● Collected data:

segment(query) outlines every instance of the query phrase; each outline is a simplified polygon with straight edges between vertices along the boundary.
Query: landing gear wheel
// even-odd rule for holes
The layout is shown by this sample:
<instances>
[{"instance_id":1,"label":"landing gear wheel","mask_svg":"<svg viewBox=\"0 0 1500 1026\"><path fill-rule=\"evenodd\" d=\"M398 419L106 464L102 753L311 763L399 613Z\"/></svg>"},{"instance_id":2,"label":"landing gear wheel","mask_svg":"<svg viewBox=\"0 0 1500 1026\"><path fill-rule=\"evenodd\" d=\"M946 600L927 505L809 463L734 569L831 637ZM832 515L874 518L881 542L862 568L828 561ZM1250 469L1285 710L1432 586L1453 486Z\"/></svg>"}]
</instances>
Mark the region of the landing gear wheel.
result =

● Task prompt: Only the lines that contain the string "rule" should be copied from the entries above.

● Task solution:
// even-odd rule for holes
[{"instance_id":1,"label":"landing gear wheel","mask_svg":"<svg viewBox=\"0 0 1500 1026\"><path fill-rule=\"evenodd\" d=\"M398 419L106 464L102 753L311 763L399 613Z\"/></svg>"},{"instance_id":2,"label":"landing gear wheel","mask_svg":"<svg viewBox=\"0 0 1500 1026\"><path fill-rule=\"evenodd\" d=\"M946 600L927 505L809 463L734 569L831 637ZM832 515L874 518L881 542L862 568L828 561ZM1250 469L1285 710L1432 586L1453 486Z\"/></svg>"}]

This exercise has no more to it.